- **Prompt**: Return exactly the lines from the one containing "of the fingernail" through the last line of the records below, both included, and leave out any pictures.

- **Raw data**:
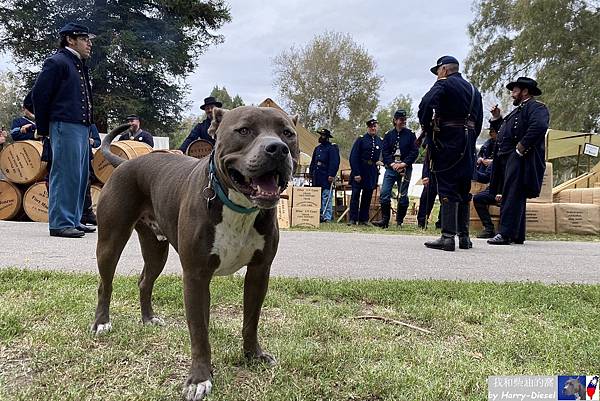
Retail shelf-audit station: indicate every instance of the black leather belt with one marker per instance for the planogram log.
(458, 124)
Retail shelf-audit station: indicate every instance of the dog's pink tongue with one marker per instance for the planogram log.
(266, 183)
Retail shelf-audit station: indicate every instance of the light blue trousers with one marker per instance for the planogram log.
(69, 173)
(327, 212)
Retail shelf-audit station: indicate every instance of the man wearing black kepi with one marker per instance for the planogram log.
(519, 164)
(323, 169)
(200, 131)
(62, 100)
(364, 156)
(399, 153)
(135, 133)
(451, 114)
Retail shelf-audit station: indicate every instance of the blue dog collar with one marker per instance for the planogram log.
(214, 182)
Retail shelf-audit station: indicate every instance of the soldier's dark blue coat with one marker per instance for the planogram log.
(526, 124)
(324, 163)
(62, 92)
(200, 131)
(452, 151)
(405, 140)
(140, 136)
(15, 129)
(365, 152)
(487, 149)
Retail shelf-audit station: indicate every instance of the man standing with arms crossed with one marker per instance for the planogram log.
(519, 163)
(451, 114)
(62, 100)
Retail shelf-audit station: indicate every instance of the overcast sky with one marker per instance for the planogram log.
(404, 37)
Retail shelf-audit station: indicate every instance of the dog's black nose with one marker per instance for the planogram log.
(277, 150)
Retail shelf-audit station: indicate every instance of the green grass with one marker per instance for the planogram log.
(479, 329)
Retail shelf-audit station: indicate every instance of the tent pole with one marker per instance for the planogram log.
(578, 160)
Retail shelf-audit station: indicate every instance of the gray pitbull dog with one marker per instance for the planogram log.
(217, 212)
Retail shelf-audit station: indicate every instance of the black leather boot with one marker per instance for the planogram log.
(400, 214)
(449, 211)
(463, 215)
(385, 216)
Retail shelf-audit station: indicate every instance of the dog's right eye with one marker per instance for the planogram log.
(243, 131)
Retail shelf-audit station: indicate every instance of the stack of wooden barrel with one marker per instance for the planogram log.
(24, 191)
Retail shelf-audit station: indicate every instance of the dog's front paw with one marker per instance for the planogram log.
(155, 320)
(197, 391)
(99, 329)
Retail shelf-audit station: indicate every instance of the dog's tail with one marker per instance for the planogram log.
(113, 159)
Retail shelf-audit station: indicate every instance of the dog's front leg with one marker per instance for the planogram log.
(256, 284)
(197, 306)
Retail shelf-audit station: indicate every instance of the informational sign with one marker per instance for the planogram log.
(591, 149)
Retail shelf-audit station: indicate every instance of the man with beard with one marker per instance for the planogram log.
(519, 163)
(323, 169)
(200, 131)
(135, 133)
(451, 114)
(62, 102)
(364, 156)
(399, 153)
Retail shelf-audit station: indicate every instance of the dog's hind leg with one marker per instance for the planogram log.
(108, 251)
(155, 253)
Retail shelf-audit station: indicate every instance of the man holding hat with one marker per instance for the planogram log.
(323, 169)
(62, 100)
(519, 163)
(135, 133)
(451, 114)
(364, 156)
(399, 153)
(200, 131)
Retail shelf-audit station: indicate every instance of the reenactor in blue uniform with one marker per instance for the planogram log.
(451, 114)
(200, 131)
(364, 156)
(483, 173)
(135, 133)
(323, 168)
(399, 153)
(428, 194)
(519, 163)
(62, 101)
(24, 128)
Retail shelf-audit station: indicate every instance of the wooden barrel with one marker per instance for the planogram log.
(199, 148)
(11, 200)
(95, 191)
(35, 202)
(125, 149)
(21, 162)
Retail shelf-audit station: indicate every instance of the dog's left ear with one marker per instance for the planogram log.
(218, 114)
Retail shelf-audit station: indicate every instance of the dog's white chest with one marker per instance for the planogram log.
(236, 240)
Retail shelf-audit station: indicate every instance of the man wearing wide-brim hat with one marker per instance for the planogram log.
(62, 100)
(519, 163)
(323, 168)
(200, 131)
(451, 113)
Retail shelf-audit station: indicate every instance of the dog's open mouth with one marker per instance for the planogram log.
(263, 187)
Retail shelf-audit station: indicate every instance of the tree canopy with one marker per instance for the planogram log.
(223, 96)
(555, 41)
(331, 82)
(140, 57)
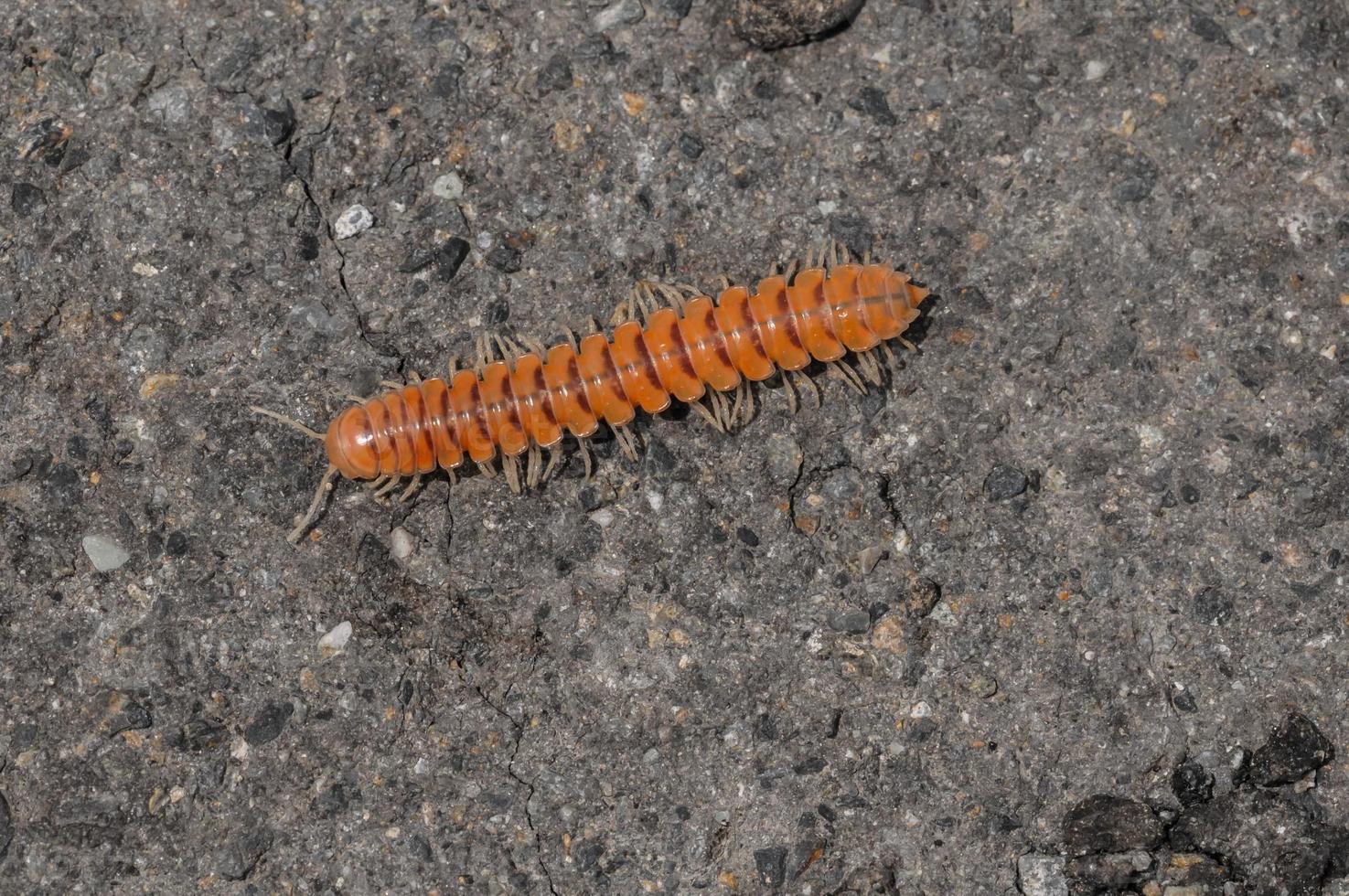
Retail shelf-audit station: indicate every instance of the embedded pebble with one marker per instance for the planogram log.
(104, 553)
(1042, 876)
(337, 638)
(448, 187)
(354, 220)
(401, 544)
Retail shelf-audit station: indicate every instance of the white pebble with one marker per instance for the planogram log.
(401, 543)
(104, 553)
(337, 640)
(448, 187)
(354, 220)
(1042, 876)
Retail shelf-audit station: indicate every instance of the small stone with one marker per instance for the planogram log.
(505, 260)
(267, 725)
(872, 102)
(1042, 876)
(1192, 783)
(1107, 824)
(337, 638)
(1005, 482)
(5, 826)
(448, 187)
(355, 220)
(770, 25)
(984, 686)
(616, 14)
(1294, 749)
(770, 865)
(1133, 189)
(238, 857)
(690, 146)
(104, 553)
(556, 74)
(784, 459)
(850, 621)
(449, 258)
(401, 544)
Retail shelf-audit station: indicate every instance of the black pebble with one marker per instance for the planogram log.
(1005, 482)
(267, 725)
(498, 312)
(872, 101)
(1107, 824)
(770, 865)
(1192, 783)
(556, 74)
(1294, 749)
(850, 621)
(449, 258)
(505, 258)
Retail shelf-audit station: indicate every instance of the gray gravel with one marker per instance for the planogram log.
(1022, 621)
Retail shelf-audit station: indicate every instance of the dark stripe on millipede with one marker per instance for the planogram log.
(511, 402)
(722, 352)
(684, 357)
(446, 419)
(649, 365)
(752, 325)
(618, 380)
(485, 427)
(421, 428)
(784, 308)
(575, 373)
(541, 385)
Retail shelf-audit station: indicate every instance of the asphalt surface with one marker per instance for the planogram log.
(1058, 610)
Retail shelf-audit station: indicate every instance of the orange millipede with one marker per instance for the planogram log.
(521, 397)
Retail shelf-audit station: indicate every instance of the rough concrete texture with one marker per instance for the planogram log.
(1089, 536)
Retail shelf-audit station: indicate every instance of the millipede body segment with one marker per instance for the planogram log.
(681, 352)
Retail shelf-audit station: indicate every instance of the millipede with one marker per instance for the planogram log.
(668, 343)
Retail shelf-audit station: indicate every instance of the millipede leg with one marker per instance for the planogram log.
(533, 464)
(411, 490)
(553, 455)
(511, 467)
(293, 424)
(585, 456)
(626, 442)
(315, 507)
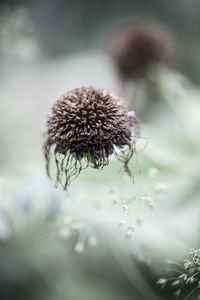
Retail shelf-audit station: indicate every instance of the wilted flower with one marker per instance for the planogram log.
(86, 126)
(139, 47)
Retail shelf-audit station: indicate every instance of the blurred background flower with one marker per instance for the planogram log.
(106, 237)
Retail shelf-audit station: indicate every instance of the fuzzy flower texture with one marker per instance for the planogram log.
(86, 126)
(139, 47)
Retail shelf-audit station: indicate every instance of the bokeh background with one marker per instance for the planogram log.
(105, 238)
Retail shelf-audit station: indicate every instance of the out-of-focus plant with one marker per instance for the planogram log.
(188, 277)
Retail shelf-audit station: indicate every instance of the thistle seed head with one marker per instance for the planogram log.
(85, 127)
(140, 47)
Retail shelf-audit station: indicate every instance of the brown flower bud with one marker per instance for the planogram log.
(139, 47)
(86, 126)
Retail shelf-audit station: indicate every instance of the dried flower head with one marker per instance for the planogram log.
(86, 126)
(139, 47)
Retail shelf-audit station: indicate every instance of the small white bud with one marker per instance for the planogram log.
(121, 224)
(124, 207)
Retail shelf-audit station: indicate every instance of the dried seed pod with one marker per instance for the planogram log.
(86, 126)
(139, 47)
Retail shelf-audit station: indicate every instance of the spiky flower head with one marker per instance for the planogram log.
(86, 126)
(139, 47)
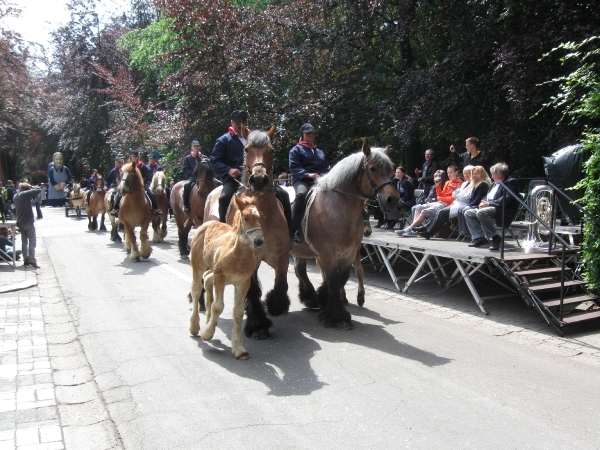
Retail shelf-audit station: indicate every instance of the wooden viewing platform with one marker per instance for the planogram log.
(534, 275)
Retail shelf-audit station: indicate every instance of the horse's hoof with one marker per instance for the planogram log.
(343, 326)
(244, 356)
(260, 335)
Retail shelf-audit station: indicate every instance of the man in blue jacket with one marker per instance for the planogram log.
(189, 165)
(482, 221)
(307, 164)
(227, 158)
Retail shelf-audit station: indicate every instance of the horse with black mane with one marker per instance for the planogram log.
(257, 182)
(333, 228)
(205, 183)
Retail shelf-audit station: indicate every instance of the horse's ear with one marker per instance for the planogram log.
(238, 202)
(271, 132)
(366, 148)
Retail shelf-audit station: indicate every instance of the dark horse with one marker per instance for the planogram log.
(333, 228)
(205, 183)
(258, 183)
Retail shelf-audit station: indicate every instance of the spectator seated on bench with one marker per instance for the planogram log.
(482, 221)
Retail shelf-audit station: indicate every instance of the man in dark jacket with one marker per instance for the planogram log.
(227, 158)
(189, 165)
(472, 157)
(25, 222)
(307, 164)
(425, 175)
(482, 221)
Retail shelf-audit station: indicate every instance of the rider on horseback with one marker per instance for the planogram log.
(189, 164)
(146, 172)
(307, 163)
(112, 179)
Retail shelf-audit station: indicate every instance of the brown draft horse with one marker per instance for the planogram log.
(96, 206)
(258, 183)
(158, 186)
(334, 228)
(205, 183)
(77, 198)
(135, 211)
(360, 272)
(114, 221)
(222, 254)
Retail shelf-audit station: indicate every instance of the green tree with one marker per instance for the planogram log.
(578, 99)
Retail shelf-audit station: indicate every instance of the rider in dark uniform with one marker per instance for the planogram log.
(227, 158)
(189, 164)
(307, 163)
(146, 172)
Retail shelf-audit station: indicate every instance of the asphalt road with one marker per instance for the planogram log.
(400, 379)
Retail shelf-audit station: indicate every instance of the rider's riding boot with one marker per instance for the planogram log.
(284, 199)
(87, 200)
(187, 187)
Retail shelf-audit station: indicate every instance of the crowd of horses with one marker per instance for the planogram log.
(256, 231)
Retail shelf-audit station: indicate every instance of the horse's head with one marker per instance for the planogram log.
(367, 230)
(378, 168)
(99, 185)
(258, 161)
(131, 179)
(205, 178)
(159, 183)
(249, 220)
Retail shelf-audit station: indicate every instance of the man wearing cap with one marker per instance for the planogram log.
(307, 164)
(227, 158)
(153, 162)
(25, 222)
(134, 157)
(189, 164)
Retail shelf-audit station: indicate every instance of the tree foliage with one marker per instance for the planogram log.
(578, 99)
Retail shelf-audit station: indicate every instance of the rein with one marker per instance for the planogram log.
(250, 230)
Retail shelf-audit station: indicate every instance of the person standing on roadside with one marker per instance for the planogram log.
(425, 174)
(25, 222)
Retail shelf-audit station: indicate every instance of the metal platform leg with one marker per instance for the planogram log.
(471, 286)
(389, 267)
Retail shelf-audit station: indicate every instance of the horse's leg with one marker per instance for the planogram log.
(135, 251)
(333, 313)
(307, 292)
(216, 308)
(237, 345)
(183, 233)
(195, 292)
(257, 322)
(146, 250)
(278, 302)
(207, 279)
(360, 275)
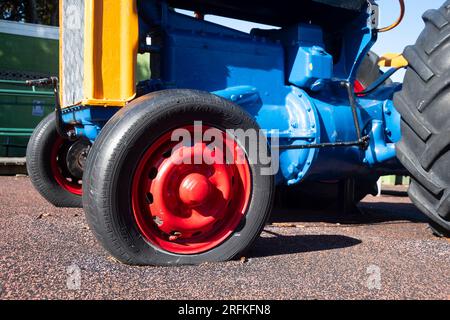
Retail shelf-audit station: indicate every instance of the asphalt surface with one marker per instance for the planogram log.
(387, 252)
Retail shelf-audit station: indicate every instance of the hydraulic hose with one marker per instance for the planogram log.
(398, 21)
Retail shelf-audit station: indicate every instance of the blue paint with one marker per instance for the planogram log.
(285, 79)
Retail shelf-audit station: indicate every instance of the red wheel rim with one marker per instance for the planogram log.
(61, 176)
(190, 208)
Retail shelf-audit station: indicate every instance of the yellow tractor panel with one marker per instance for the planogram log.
(110, 44)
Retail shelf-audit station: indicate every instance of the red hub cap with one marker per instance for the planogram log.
(185, 206)
(59, 169)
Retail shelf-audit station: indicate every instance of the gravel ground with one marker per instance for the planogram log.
(387, 252)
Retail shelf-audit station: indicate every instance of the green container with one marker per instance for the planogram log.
(27, 51)
(21, 109)
(30, 51)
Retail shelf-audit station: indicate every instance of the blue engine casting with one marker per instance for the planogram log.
(285, 78)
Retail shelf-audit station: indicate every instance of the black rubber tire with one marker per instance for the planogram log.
(113, 160)
(39, 169)
(424, 104)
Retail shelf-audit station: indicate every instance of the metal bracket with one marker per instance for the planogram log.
(60, 126)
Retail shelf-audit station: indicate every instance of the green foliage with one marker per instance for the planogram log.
(31, 11)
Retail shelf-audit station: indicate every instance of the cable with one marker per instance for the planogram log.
(399, 20)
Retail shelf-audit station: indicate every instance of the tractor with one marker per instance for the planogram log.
(182, 168)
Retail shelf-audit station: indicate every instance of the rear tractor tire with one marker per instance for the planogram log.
(424, 104)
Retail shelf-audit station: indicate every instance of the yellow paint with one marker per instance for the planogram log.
(110, 52)
(395, 60)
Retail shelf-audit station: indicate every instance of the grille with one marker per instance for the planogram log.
(72, 52)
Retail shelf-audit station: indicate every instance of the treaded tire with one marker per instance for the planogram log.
(39, 166)
(424, 104)
(114, 159)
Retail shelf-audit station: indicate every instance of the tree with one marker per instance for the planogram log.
(31, 11)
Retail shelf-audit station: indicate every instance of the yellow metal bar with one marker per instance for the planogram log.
(110, 51)
(395, 60)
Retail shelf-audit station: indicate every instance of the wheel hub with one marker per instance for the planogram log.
(189, 208)
(195, 190)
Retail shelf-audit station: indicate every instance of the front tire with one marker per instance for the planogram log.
(47, 165)
(147, 209)
(424, 104)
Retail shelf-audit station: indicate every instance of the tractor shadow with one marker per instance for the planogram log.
(371, 211)
(276, 244)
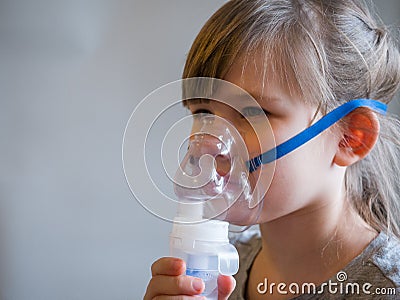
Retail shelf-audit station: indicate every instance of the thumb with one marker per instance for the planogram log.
(226, 285)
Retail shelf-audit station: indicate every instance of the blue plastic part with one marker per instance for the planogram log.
(314, 130)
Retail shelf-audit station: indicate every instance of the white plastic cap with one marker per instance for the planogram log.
(207, 231)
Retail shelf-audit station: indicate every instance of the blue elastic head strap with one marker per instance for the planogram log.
(312, 131)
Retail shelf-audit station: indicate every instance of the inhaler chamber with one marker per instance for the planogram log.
(213, 181)
(213, 187)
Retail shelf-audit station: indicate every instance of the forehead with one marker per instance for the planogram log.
(263, 80)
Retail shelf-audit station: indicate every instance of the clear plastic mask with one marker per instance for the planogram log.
(202, 157)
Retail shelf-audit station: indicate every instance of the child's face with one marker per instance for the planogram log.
(304, 179)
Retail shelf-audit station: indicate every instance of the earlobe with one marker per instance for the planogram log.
(359, 134)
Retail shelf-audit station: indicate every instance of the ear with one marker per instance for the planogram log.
(359, 131)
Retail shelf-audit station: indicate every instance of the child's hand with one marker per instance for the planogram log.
(169, 281)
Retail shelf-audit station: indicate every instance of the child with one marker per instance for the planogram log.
(330, 219)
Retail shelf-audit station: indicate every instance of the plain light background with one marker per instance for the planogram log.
(71, 73)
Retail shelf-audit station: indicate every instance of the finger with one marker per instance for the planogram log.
(168, 266)
(180, 297)
(174, 285)
(226, 285)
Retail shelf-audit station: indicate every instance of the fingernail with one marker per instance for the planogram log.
(197, 284)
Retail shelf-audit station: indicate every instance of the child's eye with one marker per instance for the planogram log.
(202, 111)
(253, 111)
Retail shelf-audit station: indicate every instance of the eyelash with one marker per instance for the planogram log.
(243, 114)
(202, 111)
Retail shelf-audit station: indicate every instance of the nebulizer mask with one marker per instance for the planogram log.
(221, 174)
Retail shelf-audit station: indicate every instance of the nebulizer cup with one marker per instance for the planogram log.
(212, 184)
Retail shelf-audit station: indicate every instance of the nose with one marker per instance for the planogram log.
(206, 144)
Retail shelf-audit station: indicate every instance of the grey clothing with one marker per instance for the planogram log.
(374, 274)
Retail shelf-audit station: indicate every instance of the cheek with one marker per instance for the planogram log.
(300, 178)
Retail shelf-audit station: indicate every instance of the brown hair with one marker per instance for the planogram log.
(336, 51)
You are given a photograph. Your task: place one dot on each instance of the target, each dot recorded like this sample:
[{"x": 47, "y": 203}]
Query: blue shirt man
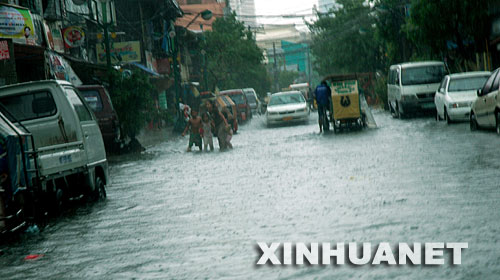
[{"x": 323, "y": 95}]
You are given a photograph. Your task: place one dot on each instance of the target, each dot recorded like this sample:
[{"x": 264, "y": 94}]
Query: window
[
  {"x": 495, "y": 84},
  {"x": 28, "y": 106},
  {"x": 466, "y": 84},
  {"x": 238, "y": 98},
  {"x": 82, "y": 111},
  {"x": 93, "y": 99},
  {"x": 489, "y": 83},
  {"x": 422, "y": 75},
  {"x": 286, "y": 99},
  {"x": 442, "y": 86}
]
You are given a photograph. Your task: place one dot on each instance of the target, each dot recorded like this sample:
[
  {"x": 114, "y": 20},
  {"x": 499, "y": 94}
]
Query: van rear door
[{"x": 92, "y": 139}]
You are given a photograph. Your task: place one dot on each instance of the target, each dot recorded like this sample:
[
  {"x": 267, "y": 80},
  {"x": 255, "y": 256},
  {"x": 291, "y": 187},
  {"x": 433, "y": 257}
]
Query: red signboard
[{"x": 4, "y": 50}]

- **Result for this exercise**:
Retail shelf-audit station: indicate every instance of the fingernail with one marker per instance for the planogram log.
(197, 284)
Retail shelf-audit station: indicate every instance of the child's eye with one marker per instance for the planogram log.
(202, 111)
(253, 111)
Retail shelf-audit station: indicate every instance of the eyelash with one marker per instance for the planogram log.
(243, 114)
(202, 111)
Retail shelf-audit station: indicate every instance of the nebulizer mask with one marker per instance for the planogram log.
(221, 174)
Retail shelf-audit station: indicate every instance of the nebulizer cup with one marker per instance for the planogram log.
(212, 184)
Retail shelf-audit station: indicate every instance of the nose with one marker per instance for the planogram log.
(206, 144)
Retail shelf-audit station: indicate every instance of the grey clothing with one marker per instance for the planogram log.
(374, 274)
Retail shelf-audit station: indicate every instance of the cheek with one marker per instance for the planogram log.
(300, 178)
Retail shelf-audit station: indicate every instance of the brown hair with one marker per instance for the planogram log.
(336, 51)
You are given a photograph. Your task: place one dot on each instance of the target, each dot recorded like this sample:
[{"x": 47, "y": 203}]
Query: blue shirt man
[{"x": 323, "y": 95}]
You are given a photograph. Your task: place one dot on each instance of the target, each dot recorded like this sample:
[{"x": 264, "y": 94}]
Query: window
[
  {"x": 495, "y": 84},
  {"x": 28, "y": 106},
  {"x": 466, "y": 84},
  {"x": 238, "y": 98},
  {"x": 82, "y": 111},
  {"x": 93, "y": 99},
  {"x": 489, "y": 83},
  {"x": 422, "y": 75},
  {"x": 286, "y": 99},
  {"x": 442, "y": 86}
]
You are given a photograph. Your task: place one dot on each instance of the target, each dot recorded like this sample:
[
  {"x": 114, "y": 20},
  {"x": 499, "y": 94}
]
Query: van rear door
[{"x": 92, "y": 139}]
You are given a photograph. Your task: place one dot on each instance of the target, each dot recorded like this sample:
[
  {"x": 267, "y": 80},
  {"x": 255, "y": 256},
  {"x": 291, "y": 187},
  {"x": 433, "y": 257}
]
Query: red signboard
[{"x": 4, "y": 50}]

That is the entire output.